### Task statement
No pictures, please. Output the lines from the start of the data through the line that contains "A single pin marks each instance of the lab", both included, exactly as they stand.

### Dataset records

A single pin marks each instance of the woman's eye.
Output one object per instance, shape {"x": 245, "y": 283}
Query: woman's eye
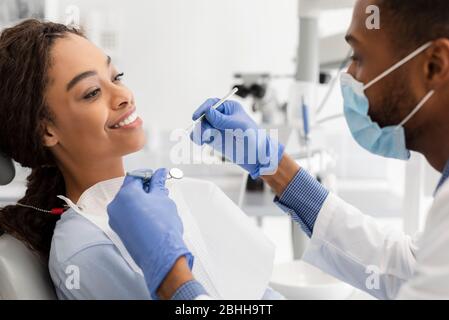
{"x": 92, "y": 94}
{"x": 119, "y": 77}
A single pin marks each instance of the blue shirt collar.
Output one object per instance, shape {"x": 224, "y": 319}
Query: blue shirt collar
{"x": 444, "y": 176}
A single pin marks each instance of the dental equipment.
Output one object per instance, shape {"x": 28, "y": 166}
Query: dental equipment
{"x": 54, "y": 211}
{"x": 173, "y": 173}
{"x": 215, "y": 106}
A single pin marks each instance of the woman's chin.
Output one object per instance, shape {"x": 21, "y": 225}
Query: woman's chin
{"x": 134, "y": 144}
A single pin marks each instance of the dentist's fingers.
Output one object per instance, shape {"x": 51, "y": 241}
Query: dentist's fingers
{"x": 199, "y": 132}
{"x": 204, "y": 107}
{"x": 157, "y": 182}
{"x": 217, "y": 119}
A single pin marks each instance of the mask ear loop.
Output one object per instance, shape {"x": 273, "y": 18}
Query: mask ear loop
{"x": 398, "y": 65}
{"x": 418, "y": 107}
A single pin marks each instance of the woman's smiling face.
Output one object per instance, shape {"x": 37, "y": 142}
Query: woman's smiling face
{"x": 94, "y": 113}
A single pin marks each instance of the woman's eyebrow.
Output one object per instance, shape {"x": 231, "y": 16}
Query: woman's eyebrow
{"x": 84, "y": 75}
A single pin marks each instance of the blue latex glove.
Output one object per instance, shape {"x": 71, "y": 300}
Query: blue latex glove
{"x": 231, "y": 131}
{"x": 147, "y": 222}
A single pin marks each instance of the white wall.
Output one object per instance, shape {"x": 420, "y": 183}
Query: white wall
{"x": 177, "y": 53}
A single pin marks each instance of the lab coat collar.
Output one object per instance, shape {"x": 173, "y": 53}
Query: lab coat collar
{"x": 444, "y": 177}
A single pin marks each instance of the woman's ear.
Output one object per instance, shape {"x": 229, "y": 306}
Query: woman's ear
{"x": 437, "y": 66}
{"x": 50, "y": 137}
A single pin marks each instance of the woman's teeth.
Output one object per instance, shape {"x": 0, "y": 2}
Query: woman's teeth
{"x": 130, "y": 119}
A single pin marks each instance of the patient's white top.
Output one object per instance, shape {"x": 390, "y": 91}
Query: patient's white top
{"x": 82, "y": 251}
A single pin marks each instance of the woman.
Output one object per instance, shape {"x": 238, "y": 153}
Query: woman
{"x": 68, "y": 117}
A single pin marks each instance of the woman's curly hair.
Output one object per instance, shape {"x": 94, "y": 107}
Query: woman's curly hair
{"x": 24, "y": 62}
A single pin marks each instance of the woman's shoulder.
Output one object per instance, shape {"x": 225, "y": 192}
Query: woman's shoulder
{"x": 74, "y": 233}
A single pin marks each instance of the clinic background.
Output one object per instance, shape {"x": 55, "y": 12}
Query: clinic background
{"x": 177, "y": 53}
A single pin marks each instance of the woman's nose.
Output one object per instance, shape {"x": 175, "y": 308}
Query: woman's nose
{"x": 122, "y": 98}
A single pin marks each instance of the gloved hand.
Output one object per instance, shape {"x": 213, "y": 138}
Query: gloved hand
{"x": 147, "y": 222}
{"x": 227, "y": 128}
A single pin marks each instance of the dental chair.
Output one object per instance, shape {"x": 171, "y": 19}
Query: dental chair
{"x": 23, "y": 275}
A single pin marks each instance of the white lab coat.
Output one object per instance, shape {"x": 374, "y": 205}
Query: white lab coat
{"x": 354, "y": 248}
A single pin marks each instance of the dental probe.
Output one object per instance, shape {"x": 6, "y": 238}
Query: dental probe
{"x": 215, "y": 106}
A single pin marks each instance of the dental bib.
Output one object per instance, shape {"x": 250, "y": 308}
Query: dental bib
{"x": 233, "y": 259}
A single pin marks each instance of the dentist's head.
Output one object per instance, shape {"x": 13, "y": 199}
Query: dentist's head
{"x": 66, "y": 115}
{"x": 393, "y": 110}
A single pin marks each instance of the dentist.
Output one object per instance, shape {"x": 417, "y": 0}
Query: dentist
{"x": 396, "y": 97}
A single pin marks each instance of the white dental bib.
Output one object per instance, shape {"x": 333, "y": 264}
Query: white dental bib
{"x": 233, "y": 259}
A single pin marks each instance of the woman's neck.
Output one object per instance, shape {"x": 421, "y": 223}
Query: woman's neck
{"x": 79, "y": 179}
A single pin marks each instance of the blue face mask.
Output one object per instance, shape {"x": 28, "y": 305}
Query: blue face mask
{"x": 388, "y": 141}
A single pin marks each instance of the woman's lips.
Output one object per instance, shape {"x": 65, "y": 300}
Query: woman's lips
{"x": 135, "y": 124}
{"x": 125, "y": 120}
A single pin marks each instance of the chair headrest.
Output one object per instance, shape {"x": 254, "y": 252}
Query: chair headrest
{"x": 7, "y": 170}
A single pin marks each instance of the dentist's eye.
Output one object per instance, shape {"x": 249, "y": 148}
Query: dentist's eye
{"x": 119, "y": 77}
{"x": 92, "y": 94}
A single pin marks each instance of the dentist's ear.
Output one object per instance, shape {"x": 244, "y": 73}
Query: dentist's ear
{"x": 50, "y": 138}
{"x": 437, "y": 66}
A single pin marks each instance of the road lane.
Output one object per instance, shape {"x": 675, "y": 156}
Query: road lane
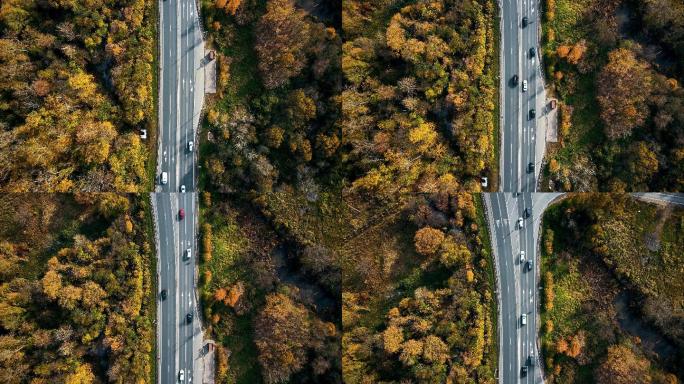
{"x": 517, "y": 287}
{"x": 181, "y": 46}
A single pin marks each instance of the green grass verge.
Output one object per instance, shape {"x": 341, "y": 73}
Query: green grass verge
{"x": 493, "y": 355}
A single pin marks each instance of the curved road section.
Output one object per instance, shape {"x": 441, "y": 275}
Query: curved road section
{"x": 181, "y": 94}
{"x": 523, "y": 140}
{"x": 517, "y": 278}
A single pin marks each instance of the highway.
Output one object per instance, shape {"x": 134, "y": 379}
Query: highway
{"x": 517, "y": 288}
{"x": 181, "y": 94}
{"x": 522, "y": 136}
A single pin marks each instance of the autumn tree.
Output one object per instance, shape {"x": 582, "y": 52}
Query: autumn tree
{"x": 624, "y": 86}
{"x": 282, "y": 35}
{"x": 428, "y": 240}
{"x": 623, "y": 366}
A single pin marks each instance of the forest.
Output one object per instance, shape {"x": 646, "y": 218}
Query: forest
{"x": 76, "y": 87}
{"x": 616, "y": 67}
{"x": 418, "y": 296}
{"x": 420, "y": 98}
{"x": 612, "y": 288}
{"x": 77, "y": 296}
{"x": 313, "y": 147}
{"x": 270, "y": 280}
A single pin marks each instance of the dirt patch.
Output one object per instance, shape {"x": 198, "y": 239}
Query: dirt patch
{"x": 652, "y": 240}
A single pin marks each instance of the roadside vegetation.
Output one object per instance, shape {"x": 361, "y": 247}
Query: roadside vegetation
{"x": 76, "y": 84}
{"x": 417, "y": 296}
{"x": 270, "y": 277}
{"x": 77, "y": 296}
{"x": 313, "y": 147}
{"x": 612, "y": 283}
{"x": 616, "y": 67}
{"x": 421, "y": 94}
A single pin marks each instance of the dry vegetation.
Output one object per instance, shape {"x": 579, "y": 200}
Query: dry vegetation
{"x": 613, "y": 291}
{"x": 76, "y": 289}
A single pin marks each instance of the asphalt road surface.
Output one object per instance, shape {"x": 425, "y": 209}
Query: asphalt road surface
{"x": 517, "y": 286}
{"x": 176, "y": 276}
{"x": 181, "y": 96}
{"x": 519, "y": 129}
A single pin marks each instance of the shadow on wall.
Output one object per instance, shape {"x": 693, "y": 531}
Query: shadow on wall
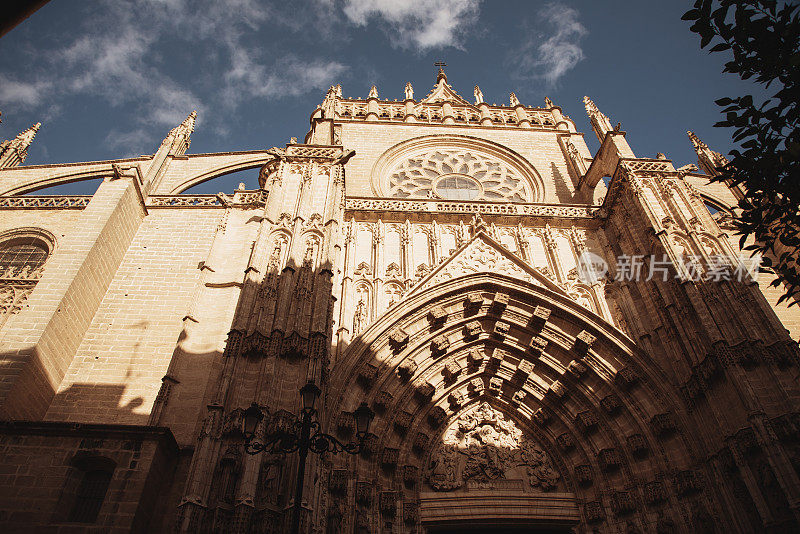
{"x": 94, "y": 403}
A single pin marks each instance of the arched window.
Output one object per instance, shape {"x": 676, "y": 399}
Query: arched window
{"x": 90, "y": 496}
{"x": 85, "y": 489}
{"x": 22, "y": 258}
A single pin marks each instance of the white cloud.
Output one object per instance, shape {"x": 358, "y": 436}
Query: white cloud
{"x": 419, "y": 24}
{"x": 23, "y": 94}
{"x": 129, "y": 144}
{"x": 552, "y": 55}
{"x": 126, "y": 53}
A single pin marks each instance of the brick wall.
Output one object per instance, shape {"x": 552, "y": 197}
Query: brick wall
{"x": 38, "y": 471}
{"x": 117, "y": 370}
{"x": 40, "y": 342}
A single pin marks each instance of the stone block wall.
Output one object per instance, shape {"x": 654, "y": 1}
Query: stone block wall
{"x": 40, "y": 471}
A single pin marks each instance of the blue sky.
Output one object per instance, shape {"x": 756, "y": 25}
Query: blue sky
{"x": 109, "y": 79}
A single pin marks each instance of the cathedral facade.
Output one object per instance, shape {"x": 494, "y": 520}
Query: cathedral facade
{"x": 551, "y": 340}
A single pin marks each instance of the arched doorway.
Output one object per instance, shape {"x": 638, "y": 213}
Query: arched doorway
{"x": 505, "y": 405}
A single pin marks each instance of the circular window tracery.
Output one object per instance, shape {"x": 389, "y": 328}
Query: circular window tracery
{"x": 457, "y": 187}
{"x": 457, "y": 174}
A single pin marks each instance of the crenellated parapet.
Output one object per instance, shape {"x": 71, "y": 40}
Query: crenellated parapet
{"x": 441, "y": 106}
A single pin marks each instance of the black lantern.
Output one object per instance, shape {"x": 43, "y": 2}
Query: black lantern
{"x": 252, "y": 416}
{"x": 286, "y": 434}
{"x": 363, "y": 416}
{"x": 309, "y": 395}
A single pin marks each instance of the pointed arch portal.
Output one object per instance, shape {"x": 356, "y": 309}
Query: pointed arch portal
{"x": 503, "y": 403}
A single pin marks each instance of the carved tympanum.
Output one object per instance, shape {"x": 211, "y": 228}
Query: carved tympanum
{"x": 484, "y": 446}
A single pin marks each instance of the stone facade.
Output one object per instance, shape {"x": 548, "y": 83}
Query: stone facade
{"x": 427, "y": 257}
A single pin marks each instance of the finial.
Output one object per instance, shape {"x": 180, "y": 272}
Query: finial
{"x": 707, "y": 159}
{"x": 696, "y": 142}
{"x": 440, "y": 75}
{"x": 600, "y": 123}
{"x": 478, "y": 95}
{"x": 14, "y": 152}
{"x": 25, "y": 138}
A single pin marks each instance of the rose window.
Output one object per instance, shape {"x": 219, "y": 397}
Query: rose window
{"x": 458, "y": 174}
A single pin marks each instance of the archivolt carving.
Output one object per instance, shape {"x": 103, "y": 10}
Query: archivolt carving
{"x": 483, "y": 446}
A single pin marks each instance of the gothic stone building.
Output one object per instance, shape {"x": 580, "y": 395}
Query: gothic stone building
{"x": 424, "y": 256}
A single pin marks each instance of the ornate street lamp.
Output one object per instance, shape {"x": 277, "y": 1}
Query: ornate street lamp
{"x": 302, "y": 435}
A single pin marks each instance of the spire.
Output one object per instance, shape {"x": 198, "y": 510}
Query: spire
{"x": 707, "y": 159}
{"x": 187, "y": 126}
{"x": 478, "y": 95}
{"x": 441, "y": 76}
{"x": 176, "y": 143}
{"x": 600, "y": 123}
{"x": 180, "y": 137}
{"x": 14, "y": 152}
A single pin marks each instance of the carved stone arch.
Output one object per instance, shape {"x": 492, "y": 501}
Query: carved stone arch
{"x": 42, "y": 236}
{"x": 583, "y": 294}
{"x": 257, "y": 160}
{"x": 284, "y": 237}
{"x": 311, "y": 241}
{"x": 587, "y": 384}
{"x": 401, "y": 151}
{"x": 51, "y": 181}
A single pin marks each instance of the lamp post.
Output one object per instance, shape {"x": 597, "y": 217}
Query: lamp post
{"x": 303, "y": 435}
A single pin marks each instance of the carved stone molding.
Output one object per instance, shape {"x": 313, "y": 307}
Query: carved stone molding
{"x": 484, "y": 446}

### Exercise answer
A single pin marks each instance of the woman's eye.
Output one object per instance, shape {"x": 245, "y": 283}
Query: woman's eye
{"x": 92, "y": 94}
{"x": 119, "y": 77}
A single pin marks each instance of the blue shirt collar.
Output one object per instance, shape {"x": 224, "y": 319}
Query: blue shirt collar
{"x": 444, "y": 176}
A single pin marks each instance of the dental equipment.
Output one object per instance, shape {"x": 28, "y": 166}
Query: dental equipment
{"x": 54, "y": 211}
{"x": 173, "y": 173}
{"x": 215, "y": 106}
A single pin marks each instance of the woman's chin.
Output one object per instance, shape {"x": 21, "y": 225}
Query: woman's chin
{"x": 134, "y": 144}
A single pin marks each instance of the dentist's fingers.
Output one object per instance, shape {"x": 51, "y": 241}
Query: dentist's fingers
{"x": 199, "y": 132}
{"x": 204, "y": 107}
{"x": 157, "y": 182}
{"x": 217, "y": 119}
A single pin marks each instance of the mask ear loop.
Output one object per instance, shape {"x": 273, "y": 18}
Query: mask ear loop
{"x": 398, "y": 65}
{"x": 418, "y": 107}
A single pin marks each instance of the woman's smiling face.
Output one object per instance, shape {"x": 37, "y": 142}
Query: woman's smiling face
{"x": 94, "y": 113}
A single pin marks each instance of the woman's eyebrow.
Output one object per instance, shape {"x": 231, "y": 16}
Query: woman's eyebrow
{"x": 84, "y": 75}
A single pin marks each instance of the blue latex glove.
Output one object per instance, shape {"x": 71, "y": 300}
Query: blue latex glove
{"x": 231, "y": 131}
{"x": 147, "y": 222}
A single pin marks each instance of the white wall.
Output one object per instance, shape {"x": 420, "y": 183}
Query: white wall
{"x": 177, "y": 53}
A single pin marks each instance of the lab coat collar.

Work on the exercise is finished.